### Work to complete
Here is a listing. Set it down again exactly.
┌──
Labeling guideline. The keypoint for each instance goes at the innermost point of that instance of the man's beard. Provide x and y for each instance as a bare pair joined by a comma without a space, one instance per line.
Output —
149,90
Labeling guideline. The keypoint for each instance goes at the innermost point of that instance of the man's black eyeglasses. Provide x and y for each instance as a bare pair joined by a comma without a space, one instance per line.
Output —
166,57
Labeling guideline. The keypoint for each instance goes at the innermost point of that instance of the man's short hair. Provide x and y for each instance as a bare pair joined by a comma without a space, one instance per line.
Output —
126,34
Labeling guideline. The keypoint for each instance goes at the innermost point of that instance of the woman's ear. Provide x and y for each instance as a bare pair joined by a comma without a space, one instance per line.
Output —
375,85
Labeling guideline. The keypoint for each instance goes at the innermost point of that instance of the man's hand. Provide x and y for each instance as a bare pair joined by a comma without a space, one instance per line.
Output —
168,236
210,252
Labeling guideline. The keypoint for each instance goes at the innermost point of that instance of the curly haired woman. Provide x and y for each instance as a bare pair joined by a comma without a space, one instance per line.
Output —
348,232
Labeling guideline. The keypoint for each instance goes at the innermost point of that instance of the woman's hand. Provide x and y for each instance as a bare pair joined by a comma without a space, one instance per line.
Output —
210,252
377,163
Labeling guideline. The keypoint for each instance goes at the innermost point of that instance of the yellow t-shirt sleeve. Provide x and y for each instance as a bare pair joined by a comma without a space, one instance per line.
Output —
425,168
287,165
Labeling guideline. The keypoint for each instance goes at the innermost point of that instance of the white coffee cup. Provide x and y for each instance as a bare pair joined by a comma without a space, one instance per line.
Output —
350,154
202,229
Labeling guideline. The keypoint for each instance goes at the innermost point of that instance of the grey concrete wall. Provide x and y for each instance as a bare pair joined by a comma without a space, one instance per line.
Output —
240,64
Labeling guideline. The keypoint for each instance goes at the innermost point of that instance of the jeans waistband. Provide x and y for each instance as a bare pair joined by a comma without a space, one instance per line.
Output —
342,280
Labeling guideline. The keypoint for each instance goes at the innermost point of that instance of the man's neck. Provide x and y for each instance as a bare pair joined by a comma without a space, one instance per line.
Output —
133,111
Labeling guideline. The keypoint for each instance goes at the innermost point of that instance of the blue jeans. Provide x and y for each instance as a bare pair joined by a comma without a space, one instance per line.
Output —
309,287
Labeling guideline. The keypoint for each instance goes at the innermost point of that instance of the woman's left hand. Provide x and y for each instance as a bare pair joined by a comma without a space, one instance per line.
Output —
└──
### Your solution
Labeling guideline. The keypoint for each instance goes at the innermost point of that instance of the man's beard. Provide x and y for each instance as a bare pair joined by a comma without a space, one instance per line.
Output —
149,90
Labeling guideline. The keypoint for each instance goes at the innermost point of that instance of the man's black eyeglasses. Provide x and y for each instance as a bare pair joined by a comma without a space, one instance per line.
Output —
166,57
Labeling guideline. The keypoint for each instance goes at the innermost point of that instance of the man's short hair. Provide x and y for each instance as a bare pair joined by a comma without a space, one instance per line.
Output —
126,34
Labeling guideline. The keypoint for each instance goes at the innermost point of that instance of the woman's ear. Provide x and y for each instance as a bare pair joined by a comma without a space, one instance per line.
Output —
375,85
Labeling guideline. The keypoint for each instance goes at the innermost point of that instance of the man's hand. Provide x and y for each instance as a bare pair joined by a comma without a space, one instance per line.
Output —
168,236
210,252
Labeling guideline. The keypoint for each instance goes at the innermost point of that instance of the curly haired woman. Provide x and y for each instance as a bare pair joined by a comma without a space, one instance per line.
Output —
348,232
Labeling guideline. The keypoint for each instance goes at the innermost point of that instance of the woman's hand. Provide x and y for each instance as a bare pair joined by a comma without a space, one instance per line.
Output —
210,252
377,163
Labeling guideline. The keypoint for each instance goes at the innermost point of that instance of the yellow t-shirt sleeve. Provide x and y for each instance as a bare pair joined by a comma without a space, one instance per line.
Output —
425,168
287,165
Labeling guideline. The keypoint for each instance goes at the innermost point of that instance of the white coffee cup. Provide x and y for each instance as a bare pair joined by a comma without a space, one instance per line.
Output —
350,154
202,229
Labeling guideline. The keypoint for each instance goes at the innermost point of that instance of the grey concrete wall. Provide x and y for each instance as a bare pair joined by a comma without a space, one instance per line.
Output —
240,64
Labeling guideline. The keypoint for each instance goes at the innermost point of that instance of the jeans waistband. Provide x and y for each instance as a bare pair joined by a comma without a space, one instance per line.
Output —
342,280
Labeling guideline. The keypoint for each instance goes at the innermost point of that instance of the man's neck. Provide x and y for each instance as a bare pair joined by a comma without a space, one instance per line.
Output —
133,111
Labeling guideline. The keypoint for each instance goes at the innermost point of that instance of the blue jeans. Provide x and y for each instance as a bare pair joined by a comma without a space, one instance per line.
Output —
309,287
Labeling guideline. The keypoint for each instance goes at the innermost point of that instance of the woman's left hand. Provide x and y for each instance as a bare pair joined by a comma without a space, one instance per line.
Output —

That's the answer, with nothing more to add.